■ Exercise prompt ■
Count the lines in the items below that contain the string "position", treating uppercase and lowercase letters as distinct. Reply with the number alone.

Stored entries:
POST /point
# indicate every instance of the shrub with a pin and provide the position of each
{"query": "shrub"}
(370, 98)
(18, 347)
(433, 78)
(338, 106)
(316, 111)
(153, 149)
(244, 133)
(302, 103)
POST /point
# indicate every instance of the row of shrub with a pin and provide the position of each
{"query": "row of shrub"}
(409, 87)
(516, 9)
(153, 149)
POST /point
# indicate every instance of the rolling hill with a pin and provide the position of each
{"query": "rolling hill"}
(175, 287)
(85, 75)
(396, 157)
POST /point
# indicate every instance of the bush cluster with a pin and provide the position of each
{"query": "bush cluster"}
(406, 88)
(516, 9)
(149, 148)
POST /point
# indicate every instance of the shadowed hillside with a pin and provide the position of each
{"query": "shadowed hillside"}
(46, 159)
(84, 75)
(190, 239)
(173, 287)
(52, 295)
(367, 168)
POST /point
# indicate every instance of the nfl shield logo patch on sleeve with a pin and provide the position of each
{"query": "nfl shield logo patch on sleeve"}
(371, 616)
* * *
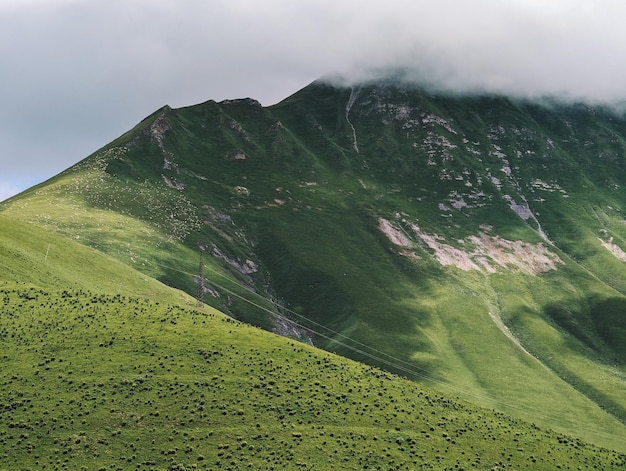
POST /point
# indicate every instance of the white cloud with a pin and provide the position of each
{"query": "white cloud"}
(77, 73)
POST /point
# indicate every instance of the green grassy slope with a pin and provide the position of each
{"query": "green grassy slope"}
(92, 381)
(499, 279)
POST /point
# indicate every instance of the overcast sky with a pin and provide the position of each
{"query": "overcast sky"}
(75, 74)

■ Task answer ■
9